▸ EXERCISE REQUIREMENTS
Only reproduce the lines from the line containing "water in the image above." onward, exactly, through the final line of the data below.

Items from a data source
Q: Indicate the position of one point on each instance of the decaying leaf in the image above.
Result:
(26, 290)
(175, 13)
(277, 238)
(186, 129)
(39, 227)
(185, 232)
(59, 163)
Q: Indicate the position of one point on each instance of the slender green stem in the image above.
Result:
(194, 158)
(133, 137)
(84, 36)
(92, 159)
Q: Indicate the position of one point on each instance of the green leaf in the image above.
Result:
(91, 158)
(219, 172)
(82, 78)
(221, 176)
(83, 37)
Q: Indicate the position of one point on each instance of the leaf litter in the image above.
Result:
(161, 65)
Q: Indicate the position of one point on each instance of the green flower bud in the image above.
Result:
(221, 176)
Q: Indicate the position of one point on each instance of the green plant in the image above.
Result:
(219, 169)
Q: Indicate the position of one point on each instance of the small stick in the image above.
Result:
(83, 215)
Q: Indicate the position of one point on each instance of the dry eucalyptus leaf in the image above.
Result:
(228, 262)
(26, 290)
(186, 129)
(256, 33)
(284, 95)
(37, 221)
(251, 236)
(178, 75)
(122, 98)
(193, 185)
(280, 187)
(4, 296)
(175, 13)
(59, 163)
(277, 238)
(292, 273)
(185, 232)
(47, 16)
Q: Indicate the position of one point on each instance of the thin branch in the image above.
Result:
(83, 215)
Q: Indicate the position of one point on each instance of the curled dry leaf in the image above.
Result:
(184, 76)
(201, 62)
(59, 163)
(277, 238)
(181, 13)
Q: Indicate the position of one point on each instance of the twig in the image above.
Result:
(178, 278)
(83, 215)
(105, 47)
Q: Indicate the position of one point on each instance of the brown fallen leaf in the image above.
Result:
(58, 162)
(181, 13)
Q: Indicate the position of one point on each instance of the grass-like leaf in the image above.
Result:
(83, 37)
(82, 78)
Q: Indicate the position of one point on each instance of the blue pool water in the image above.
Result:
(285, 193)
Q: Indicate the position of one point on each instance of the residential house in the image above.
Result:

▸ COMPLETED TASK
Q: Indicate the position of one point on each instance of the blue pool water in the image above.
Result:
(285, 193)
Q: Indicate the position of one point on each instance of the residential house in the image above.
Result:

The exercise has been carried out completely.